Provided passage:
------------------------------------------------------------
Rabbit <- MASS::Rabbit
head(Rabbit)

Mixed Effects Models

Here we have the change in Blood pressure within the same 5 rabbits

6 dose levels of control + 6 dose levels of MDL
Just looking within one rabbit

filter(Rabbit, Animal == "R1")

Mixed Effects Models

If fitting within one rabbit $\implies$ use lm()

lm_r1 <- lm(
  BPchange~(Treatment + Dose)^2, data = Rabbit, subset = Animal == "R1"
)
summary(lm_r1)

Mixed Effects Models

To nest within each rabbit we:

Use lmer() from lme4
Introduce a random effect (1|Animal)
- Captures variance between rabbits

library(lme4)
lme_rabbit <- lmer(BPchange~Treatment + Dose + (1|Animal), data = Rabbit)
summary(lme_rabbit)
coef(summary(lme_rabbit))

Mixed Effects Models

This gives $t$-statistics, but no $p$-value

Why?

library(lmerTest)
lme_rabbit <- lmer(BPchange~Treatment + Dose + (1|Animal), data = Rabbit)
summary(lme_rabbit)
------------------------------------------------------------
Dataset extract:

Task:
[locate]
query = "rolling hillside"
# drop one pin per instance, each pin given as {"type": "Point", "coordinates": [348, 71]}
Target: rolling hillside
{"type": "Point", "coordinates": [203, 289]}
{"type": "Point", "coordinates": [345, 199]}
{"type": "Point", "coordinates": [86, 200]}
------------------------------------------------------------
Aim A: In the slides on mixed effects models, which function is used when fitting within one rabbit?
Aim B: Using the slides on mixed effects models, explain why the random effect (1|Animal) is introduced in the lmer() model.
Aim C: Extend the slides on mixed effects models past the last line of code shown.
The lines are not needed for any of these tasks.

Written answer A: The lm() function.

Written answer B: The random effect (1|Animal) is introduced to nest the model within each rabbit. It captures the variance between rabbits.

Written answer C:
Mixed Effects Models

Doug Bates & Ben Bolker are key R experts in this field
- Doug has left the R community
Lots of discussion for issues estimating DF with random effects
Ben Bolker also maintains glmmTMB and glmmADMB
- Generalised Mixed-effects Models
- https://bbolker.github.io/mixedmodels-misc/glmmFAQ.html

Modelling Summary

lm() for standard regression models
glm() for generalised linear models
lmer() for linear mixed-effects models

Robust models are implemented in MASS

Other Statistical Tools

Mutiple Testing in R

The function p.adjust() takes the argument method = ...

p.adjust.methods

[1] "holm"       "hochberg"   "hommel"     "bonferroni" "BH"        
[6] "BY"         "fdr"        "none"

lm_pigs_full %>% 
  broom::tidy() %>% 
  mutate(
    adjP = p.adjust(p.value, "bonf"),
    sig = case_when(
      adjP < 0.001 ~ "***",
      adjP < 0.01 ~ "**",
      adjP < 0.05 ~ "*",
      adjP < 0.1 ~ ".",
      TRUE ~ ""
    )
  )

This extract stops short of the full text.